Le mois dernier, une nouvelle analyse scientifique a révélé que le refus de l'Europe d'autoriser les agriculteurs à cultiver des plantes génétiquement modifiées a entraîné l'émission évitable de 33 millions de tonnes de dioxyde de carbone nuisible au climat, soit l'équivalent de 7,5 % des émissions de gaz à effet de serre de l'ensemble du secteur agricole européen.
Après 12 mois pendant lesquels le coronavirus a dicté presque tous les aspects de notre vie, il convient de souligner que c'est grâce à la génétique que nous voyons maintenant la lumière au bout du tunnel. Certains des vaccins contre la Covid injectés dans les bras par millions utilisent le génie génétique, et tous utilisent la génétique de manière plus générale.
Les vaccins BioNTech/Pfizer et Moderna utilisent tous deux l'ARNm. Qu'est-ce que c'est, exactement ? M. Mark Lynas, de l'Alliance, explique :
« En gros, c'est une molécule d'acide nucléique simple brin qui transporte une séquence génétique de l'ADN du noyau de la cellule vers les usines à protéines – appelées ribosomes – qui se trouvent à l'extérieur du noyau, dans le cytoplasme cellulaire.
C'est ce que le "m" de l'ARNm signifie : messager. L'ARN messager ne fait que transmettre aux ribosomes les instructions contenues dans la matrice d'ADN pour l'assemblage des protéines. (Les protéines font presque tout ce qui compte dans l'organisme.) C'est tout.
C'est utile pour les vaccins car les scientifiques peuvent facilement reconstruire des séquences génétiques spécifiques qui codent pour des protéines qui sont spécifiques au virus envahisseur. Dans le cas de la Covid, il s'agit de la protéine spiculaire (de pointe) bien connue qui permet au coronavirus de pénétrer dans les cellules humaines.

**Entrées du listing**

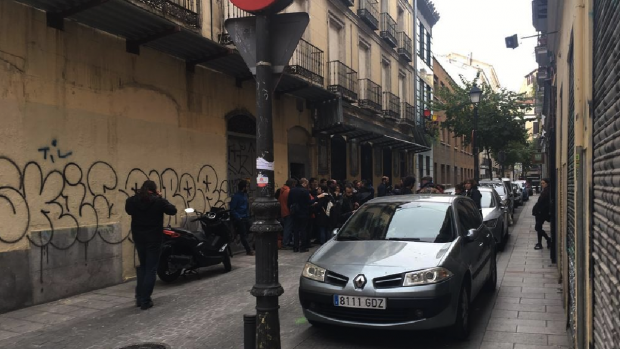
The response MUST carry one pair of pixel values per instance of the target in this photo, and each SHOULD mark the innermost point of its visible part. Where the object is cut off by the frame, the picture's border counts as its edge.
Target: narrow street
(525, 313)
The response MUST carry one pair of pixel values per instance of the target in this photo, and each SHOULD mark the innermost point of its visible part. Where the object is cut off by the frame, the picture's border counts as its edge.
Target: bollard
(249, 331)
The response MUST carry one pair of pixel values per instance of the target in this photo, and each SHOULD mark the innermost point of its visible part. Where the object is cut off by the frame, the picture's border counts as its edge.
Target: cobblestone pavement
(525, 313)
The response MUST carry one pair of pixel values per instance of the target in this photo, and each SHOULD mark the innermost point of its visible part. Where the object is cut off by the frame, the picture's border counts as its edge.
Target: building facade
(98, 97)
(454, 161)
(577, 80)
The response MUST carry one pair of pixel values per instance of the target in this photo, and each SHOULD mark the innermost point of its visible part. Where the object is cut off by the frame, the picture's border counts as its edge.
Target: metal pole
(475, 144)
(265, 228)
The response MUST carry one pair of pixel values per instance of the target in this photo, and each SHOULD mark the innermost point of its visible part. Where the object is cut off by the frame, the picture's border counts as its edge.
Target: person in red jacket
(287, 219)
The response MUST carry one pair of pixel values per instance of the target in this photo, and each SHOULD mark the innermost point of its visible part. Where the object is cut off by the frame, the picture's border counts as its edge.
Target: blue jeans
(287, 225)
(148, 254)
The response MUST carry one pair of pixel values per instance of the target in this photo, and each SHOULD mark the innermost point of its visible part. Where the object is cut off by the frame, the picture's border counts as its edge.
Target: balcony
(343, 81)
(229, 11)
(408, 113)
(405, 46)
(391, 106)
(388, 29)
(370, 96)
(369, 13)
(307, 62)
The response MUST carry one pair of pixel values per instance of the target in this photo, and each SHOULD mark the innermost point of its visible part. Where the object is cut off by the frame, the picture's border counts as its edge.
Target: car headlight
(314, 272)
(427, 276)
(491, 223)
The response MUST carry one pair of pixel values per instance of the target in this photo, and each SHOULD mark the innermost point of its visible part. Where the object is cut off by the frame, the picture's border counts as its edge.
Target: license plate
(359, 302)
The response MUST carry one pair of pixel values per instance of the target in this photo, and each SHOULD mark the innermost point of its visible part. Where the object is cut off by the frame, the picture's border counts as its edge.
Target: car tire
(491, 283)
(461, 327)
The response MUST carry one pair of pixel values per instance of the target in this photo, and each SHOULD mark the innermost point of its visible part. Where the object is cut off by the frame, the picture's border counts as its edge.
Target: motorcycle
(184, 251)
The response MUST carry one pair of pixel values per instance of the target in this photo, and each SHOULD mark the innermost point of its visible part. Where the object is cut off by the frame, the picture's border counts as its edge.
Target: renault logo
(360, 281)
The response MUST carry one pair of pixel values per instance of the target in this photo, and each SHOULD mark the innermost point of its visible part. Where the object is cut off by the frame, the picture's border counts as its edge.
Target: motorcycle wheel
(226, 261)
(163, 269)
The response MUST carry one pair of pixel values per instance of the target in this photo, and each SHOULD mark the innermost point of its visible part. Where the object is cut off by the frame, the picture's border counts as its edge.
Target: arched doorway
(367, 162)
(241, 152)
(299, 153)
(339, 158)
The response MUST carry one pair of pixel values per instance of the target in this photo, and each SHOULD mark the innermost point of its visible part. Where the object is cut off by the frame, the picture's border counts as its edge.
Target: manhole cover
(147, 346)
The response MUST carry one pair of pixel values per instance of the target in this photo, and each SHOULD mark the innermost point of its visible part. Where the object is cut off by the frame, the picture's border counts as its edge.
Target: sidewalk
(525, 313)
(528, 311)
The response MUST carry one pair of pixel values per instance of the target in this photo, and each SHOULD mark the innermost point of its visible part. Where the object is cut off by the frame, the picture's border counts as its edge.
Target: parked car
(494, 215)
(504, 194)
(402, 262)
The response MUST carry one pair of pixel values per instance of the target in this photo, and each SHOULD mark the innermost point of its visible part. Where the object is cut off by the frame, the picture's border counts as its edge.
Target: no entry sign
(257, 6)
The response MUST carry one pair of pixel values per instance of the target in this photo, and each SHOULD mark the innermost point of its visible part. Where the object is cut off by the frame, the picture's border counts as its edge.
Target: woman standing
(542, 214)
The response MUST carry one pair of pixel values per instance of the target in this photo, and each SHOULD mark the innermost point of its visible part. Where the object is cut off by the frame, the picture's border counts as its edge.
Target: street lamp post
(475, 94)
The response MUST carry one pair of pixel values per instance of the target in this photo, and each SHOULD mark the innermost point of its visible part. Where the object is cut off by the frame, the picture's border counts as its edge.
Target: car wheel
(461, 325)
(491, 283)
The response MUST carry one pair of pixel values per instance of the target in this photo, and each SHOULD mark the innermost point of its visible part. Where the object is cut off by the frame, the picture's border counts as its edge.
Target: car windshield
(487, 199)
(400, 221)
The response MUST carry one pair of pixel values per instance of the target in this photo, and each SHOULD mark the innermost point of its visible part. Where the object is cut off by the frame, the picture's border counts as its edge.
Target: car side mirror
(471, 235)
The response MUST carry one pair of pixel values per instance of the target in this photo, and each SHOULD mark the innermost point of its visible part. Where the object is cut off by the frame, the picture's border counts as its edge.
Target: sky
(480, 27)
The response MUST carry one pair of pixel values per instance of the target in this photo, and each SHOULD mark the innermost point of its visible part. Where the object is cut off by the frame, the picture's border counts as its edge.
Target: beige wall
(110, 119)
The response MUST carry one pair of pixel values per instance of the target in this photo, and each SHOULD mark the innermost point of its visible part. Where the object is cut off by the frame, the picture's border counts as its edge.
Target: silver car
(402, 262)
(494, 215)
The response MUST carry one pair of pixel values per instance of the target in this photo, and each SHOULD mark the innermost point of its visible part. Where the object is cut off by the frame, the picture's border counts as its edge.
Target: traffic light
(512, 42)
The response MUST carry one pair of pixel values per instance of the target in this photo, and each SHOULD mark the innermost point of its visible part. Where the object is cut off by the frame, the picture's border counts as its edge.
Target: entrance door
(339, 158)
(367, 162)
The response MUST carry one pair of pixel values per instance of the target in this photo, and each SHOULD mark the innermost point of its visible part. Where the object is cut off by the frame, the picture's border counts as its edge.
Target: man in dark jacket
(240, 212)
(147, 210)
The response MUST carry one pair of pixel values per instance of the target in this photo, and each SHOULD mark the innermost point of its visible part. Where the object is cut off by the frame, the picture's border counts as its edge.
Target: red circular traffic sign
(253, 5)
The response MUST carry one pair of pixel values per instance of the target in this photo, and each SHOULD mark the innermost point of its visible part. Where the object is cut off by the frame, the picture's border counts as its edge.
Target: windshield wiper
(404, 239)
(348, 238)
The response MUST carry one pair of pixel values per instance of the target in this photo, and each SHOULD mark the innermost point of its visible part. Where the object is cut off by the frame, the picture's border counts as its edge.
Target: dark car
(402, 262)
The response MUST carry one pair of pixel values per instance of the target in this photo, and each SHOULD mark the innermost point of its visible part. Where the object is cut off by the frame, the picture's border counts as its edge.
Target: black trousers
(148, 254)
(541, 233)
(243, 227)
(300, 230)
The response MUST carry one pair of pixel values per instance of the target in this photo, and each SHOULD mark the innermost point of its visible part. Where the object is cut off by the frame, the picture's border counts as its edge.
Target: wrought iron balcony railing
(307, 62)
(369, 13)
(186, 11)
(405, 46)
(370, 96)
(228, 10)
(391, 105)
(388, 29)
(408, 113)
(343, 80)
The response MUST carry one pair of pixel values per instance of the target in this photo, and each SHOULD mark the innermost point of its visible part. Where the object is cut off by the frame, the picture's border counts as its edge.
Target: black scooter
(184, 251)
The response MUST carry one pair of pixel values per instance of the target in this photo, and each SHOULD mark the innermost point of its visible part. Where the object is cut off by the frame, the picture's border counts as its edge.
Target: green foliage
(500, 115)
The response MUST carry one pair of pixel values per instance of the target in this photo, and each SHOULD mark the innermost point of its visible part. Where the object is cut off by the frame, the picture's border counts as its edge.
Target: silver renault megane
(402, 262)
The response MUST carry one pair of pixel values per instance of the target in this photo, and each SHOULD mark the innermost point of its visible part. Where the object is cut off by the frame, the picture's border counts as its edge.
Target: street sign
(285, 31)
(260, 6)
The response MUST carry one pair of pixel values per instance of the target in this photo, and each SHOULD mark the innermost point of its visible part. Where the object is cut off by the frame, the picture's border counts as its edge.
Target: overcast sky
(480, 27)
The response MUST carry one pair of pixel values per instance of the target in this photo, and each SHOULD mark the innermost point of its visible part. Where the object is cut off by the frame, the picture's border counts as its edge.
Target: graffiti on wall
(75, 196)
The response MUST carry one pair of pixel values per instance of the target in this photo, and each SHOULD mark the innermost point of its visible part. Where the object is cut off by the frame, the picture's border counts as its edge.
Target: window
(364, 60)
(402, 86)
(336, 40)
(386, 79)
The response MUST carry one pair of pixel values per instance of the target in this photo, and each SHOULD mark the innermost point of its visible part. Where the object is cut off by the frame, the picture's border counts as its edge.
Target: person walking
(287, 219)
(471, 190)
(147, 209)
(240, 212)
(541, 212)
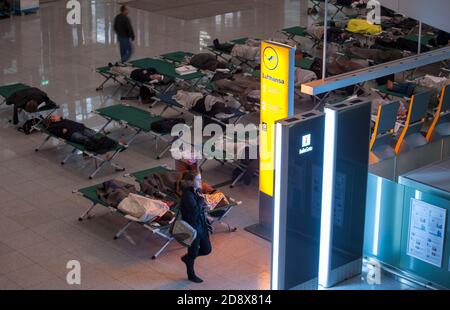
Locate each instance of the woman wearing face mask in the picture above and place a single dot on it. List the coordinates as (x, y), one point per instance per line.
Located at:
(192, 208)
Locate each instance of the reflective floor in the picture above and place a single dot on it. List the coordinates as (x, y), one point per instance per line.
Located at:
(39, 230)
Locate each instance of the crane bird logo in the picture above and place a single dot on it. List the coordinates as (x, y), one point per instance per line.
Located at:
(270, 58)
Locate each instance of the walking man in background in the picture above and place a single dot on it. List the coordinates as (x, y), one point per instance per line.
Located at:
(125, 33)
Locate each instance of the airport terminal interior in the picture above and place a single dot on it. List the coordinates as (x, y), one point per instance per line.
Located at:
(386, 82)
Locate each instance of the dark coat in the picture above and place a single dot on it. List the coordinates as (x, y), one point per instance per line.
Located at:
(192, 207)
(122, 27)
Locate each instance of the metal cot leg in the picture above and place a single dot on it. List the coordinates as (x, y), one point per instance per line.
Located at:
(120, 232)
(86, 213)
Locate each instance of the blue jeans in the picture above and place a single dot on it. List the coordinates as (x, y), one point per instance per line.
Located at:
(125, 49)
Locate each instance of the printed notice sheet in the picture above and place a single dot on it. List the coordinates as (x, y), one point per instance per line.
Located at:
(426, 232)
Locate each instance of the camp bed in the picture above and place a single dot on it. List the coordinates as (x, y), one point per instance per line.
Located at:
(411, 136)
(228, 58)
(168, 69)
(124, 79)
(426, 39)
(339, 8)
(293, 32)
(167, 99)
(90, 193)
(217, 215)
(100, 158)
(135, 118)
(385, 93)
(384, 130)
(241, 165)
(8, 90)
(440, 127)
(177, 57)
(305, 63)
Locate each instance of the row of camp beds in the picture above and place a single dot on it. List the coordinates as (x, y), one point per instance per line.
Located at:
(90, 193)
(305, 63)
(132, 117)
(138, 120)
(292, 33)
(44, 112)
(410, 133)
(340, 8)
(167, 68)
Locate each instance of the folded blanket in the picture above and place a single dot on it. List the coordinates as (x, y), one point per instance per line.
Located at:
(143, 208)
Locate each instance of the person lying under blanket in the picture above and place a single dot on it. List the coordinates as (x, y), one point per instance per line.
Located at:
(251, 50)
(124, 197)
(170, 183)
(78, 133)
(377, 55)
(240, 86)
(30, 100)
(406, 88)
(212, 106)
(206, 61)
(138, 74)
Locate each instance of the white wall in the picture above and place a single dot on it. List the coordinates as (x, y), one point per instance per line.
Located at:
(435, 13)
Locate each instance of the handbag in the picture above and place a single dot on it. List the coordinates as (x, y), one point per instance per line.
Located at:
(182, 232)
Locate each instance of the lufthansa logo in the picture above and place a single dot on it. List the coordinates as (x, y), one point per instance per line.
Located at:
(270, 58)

**Consigne 1**
Dans l'extrait sur la génétique et les vaccins, reformulez en deux phrases plus courtes le paragraphe qui commence par « Après 12 mois pendant lesquels ».
**Consigne 2**
Relevez toutes les parties de la cellule nommées dans l'extrait sur la génétique et les vaccins.
**Consigne 3**
Rédigez la suite de l'extrait sur la génétique et les vaccins à ARNm, en partant de sa dernière phrase.

**Réponse 1**
Après un an où le coronavirus a dominé presque toute notre vie, c'est grâce à la génétique que l'on entrevoit enfin la sortie du tunnel. Certains vaccins contre la Covid, injectés par millions, reposent sur le génie génétique, et tous font appel à la génétique au sens large.

**Réponse 2**
- le noyau
- les ribosomes
- le cytoplasme

**Réponse 3**
Les vaccins à ARNm incitent quelques cellules proches du site d'injection à produire la protéine spiculaire. Cette protéine stimule ensuite le système immunitaire à produire les anticorps et les lymphocytes T qui combattront la véritable infection par le coronavirus lorsqu'elle se produira. »
Le vaccin Oxford/AstraZeneca, quant à lui, injecte un virus génétiquement modifié dans votre organisme. Bien que cela puisse sembler être une source de nourriture pour les sceptiques et les théoriciens de la conspiration, c'est en fait très cool. Là encore, M. Lynas explique comment cela fonctionne :
« Le vaccin d'Oxford utilise ce que l'on appelle une approche de « vecteur viral ». L'équipe scientifique a pris un adénovirus – un type d'agent pathogène qui provoque un rhume – et y a épissé la séquence génétique de la protéine spiculaire du coronavirus.
L'adénovirus sert simplement de véhicule pour faire entrer la séquence génétique dans les cellules. C'est bien pour cela qu'il est appelé « vecteur viral », après tout. Les virus ont été conçus par des milliards d'années d'évolution précisément pour trouver des moyens de se faufiler dans les cellules hôtes.
Notez que le génie génétique est une partie essentielle du processus de développement. Tout d'abord, les virus vecteurs sont dépouillés de tous les gènes qui pourraient vous nuire et provoquer une maladie. Les gènes qui provoquent la réplication sont également supprimés, de sorte que le virus est inoffensif et ne peut pas se répliquer.
Ensuite, les gènes de la protéine spiculaire du coronavirus sont ajoutés – une utilisation classique de l'ADN recombinant. »
Scientific American a terminé l'année avec un article fort et bien étayé qui souligne le consensus scientifique écrasant sur la sécurité des cultures GM et leur rôle dans la lutte contre les effets du changement climatique sur l'agriculture. Comme le note l'article :
« Pendant trop longtemps, la rhétorique sur le génie génétique en agriculture a été polarisée, et le raisonnement a été obscurci par l'émotion au lieu d'être fondés sur des preuves. Les deux parties sont responsables de l'antagonisme existant. Des stratégies de marketing extrêmement efficaces ont été fondées sur l'incitation à la peur et la diffusion de fausses informations. Les grandes entreprises ont semé la méfiance. Des promesses ont été faites qui n'ont jamais été réalisées.
Mais en 2020, le débat "OGM contre bio" est dépassé et stérile. »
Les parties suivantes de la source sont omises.